Location identification entries
——

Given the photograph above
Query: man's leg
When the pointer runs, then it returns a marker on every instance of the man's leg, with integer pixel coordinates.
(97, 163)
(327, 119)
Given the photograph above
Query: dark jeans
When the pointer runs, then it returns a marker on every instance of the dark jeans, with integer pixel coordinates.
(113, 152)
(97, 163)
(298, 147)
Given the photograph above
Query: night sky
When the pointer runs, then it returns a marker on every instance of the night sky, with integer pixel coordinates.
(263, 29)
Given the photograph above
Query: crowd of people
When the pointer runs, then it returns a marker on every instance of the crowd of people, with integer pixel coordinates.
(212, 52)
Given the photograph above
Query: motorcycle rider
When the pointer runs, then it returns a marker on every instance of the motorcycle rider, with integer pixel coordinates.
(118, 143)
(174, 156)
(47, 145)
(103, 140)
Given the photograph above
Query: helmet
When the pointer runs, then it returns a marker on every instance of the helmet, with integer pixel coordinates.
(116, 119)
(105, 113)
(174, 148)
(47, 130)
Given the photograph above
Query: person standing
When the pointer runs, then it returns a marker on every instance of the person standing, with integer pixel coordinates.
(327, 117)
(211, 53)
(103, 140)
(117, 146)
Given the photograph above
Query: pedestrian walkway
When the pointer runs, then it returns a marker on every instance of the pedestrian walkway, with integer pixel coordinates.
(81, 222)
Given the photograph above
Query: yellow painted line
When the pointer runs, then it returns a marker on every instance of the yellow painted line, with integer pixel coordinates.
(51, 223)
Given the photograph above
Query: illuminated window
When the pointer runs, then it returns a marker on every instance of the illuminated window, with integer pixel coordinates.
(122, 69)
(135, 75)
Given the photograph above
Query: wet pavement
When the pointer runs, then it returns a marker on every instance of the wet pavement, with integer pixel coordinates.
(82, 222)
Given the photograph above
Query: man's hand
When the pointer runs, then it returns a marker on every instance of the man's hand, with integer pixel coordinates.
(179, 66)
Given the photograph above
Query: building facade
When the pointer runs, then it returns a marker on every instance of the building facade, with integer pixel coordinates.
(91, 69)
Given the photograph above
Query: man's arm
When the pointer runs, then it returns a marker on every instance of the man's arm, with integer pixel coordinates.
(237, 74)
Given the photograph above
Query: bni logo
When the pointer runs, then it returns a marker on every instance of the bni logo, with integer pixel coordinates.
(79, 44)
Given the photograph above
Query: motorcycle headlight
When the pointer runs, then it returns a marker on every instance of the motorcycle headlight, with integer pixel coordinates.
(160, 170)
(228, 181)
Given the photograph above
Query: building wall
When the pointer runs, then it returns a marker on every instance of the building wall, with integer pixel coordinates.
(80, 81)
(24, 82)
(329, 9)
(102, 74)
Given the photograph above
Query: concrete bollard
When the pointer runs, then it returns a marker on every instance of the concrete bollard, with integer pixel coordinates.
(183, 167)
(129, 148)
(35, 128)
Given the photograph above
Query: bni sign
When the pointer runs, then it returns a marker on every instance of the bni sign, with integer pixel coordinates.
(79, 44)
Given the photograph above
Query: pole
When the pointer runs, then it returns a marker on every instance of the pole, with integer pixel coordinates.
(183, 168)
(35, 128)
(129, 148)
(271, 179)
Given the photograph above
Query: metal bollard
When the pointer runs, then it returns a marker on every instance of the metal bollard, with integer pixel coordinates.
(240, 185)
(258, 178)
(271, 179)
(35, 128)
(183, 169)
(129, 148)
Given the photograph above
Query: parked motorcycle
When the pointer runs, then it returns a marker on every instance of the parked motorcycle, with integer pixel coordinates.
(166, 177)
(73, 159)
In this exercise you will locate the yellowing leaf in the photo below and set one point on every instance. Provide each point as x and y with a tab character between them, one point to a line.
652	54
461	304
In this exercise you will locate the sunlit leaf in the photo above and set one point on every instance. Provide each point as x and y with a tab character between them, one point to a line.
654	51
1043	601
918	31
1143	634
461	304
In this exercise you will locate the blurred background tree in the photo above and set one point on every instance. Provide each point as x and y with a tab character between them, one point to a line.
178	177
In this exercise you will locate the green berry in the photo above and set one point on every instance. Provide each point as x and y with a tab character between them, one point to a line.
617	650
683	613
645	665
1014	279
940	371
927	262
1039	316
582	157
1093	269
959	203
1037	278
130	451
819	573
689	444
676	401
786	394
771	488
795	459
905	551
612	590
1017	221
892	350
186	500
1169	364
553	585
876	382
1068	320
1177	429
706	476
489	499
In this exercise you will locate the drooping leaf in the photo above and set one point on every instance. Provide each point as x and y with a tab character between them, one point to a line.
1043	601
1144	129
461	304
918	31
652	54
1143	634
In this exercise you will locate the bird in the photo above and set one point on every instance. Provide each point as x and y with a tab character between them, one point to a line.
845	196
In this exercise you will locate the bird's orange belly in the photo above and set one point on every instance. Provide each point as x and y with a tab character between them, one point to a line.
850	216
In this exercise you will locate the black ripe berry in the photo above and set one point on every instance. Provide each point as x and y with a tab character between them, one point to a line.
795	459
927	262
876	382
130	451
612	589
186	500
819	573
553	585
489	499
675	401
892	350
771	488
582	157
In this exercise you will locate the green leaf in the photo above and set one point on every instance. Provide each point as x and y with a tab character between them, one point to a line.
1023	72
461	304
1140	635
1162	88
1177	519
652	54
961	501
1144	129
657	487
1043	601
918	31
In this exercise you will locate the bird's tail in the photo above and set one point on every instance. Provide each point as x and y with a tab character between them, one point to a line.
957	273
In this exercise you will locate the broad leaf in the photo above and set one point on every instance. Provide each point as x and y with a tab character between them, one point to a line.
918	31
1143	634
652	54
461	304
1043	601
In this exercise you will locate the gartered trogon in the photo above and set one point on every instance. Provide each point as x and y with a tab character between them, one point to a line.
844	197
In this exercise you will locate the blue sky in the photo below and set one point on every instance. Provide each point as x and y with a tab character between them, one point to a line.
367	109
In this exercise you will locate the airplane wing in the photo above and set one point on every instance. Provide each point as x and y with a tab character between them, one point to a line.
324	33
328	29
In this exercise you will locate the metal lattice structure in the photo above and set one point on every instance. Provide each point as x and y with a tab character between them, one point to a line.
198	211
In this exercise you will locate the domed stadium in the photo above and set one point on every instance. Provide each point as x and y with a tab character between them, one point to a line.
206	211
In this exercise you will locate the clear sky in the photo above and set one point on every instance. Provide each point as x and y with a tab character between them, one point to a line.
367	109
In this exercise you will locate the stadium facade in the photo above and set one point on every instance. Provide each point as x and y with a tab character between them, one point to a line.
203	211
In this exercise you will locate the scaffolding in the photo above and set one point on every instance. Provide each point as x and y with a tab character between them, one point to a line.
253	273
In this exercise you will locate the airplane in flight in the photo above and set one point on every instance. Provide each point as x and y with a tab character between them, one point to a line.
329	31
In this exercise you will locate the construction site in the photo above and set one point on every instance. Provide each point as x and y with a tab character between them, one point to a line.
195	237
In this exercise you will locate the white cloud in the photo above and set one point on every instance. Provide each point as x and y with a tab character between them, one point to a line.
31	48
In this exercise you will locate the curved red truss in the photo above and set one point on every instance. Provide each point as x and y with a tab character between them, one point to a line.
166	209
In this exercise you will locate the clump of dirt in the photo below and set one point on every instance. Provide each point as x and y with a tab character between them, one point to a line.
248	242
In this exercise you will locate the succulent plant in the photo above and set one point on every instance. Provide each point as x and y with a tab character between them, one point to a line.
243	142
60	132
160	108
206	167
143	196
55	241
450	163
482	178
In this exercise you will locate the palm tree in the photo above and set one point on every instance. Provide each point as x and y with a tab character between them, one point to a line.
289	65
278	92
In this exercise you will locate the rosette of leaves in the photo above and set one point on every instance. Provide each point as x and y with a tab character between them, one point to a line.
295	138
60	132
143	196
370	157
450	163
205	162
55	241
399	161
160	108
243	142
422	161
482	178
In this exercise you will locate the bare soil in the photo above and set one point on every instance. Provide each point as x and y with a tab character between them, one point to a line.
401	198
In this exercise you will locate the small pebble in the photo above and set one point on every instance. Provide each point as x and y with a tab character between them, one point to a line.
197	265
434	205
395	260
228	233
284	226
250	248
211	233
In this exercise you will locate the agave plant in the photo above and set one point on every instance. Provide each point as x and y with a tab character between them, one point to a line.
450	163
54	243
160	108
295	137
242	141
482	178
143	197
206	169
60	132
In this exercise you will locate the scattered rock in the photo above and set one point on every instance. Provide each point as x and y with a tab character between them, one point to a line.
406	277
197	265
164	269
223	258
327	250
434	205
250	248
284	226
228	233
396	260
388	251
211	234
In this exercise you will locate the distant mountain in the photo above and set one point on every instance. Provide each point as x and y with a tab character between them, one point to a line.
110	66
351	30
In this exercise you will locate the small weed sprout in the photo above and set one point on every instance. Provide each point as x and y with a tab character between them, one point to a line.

——

= WHAT TO WORK ON =
Using the material above, reproduce exactly the line that contains "In this exercise you will locate the scattered" and all lines after it through the last one, and only those.

= OUTPUT =
In this exercise you will locate the scattered rock in the photo above and set one point on every instance. Provide each point as x and y with a tab character between them, one point to a line.
406	277
197	265
164	269
223	258
327	250
434	205
250	248
284	226
228	233
396	260
388	251
211	234
In this exercise you will locate the distant mountain in the photo above and set one point on every instance. Provide each point as x and y with a tab character between them, one point to a line.
110	66
351	30
In this exercise you will locate the small weed sprout in the photo above and set one point on every instance. Provide each point as x and y with a tab character between them, one point to a line.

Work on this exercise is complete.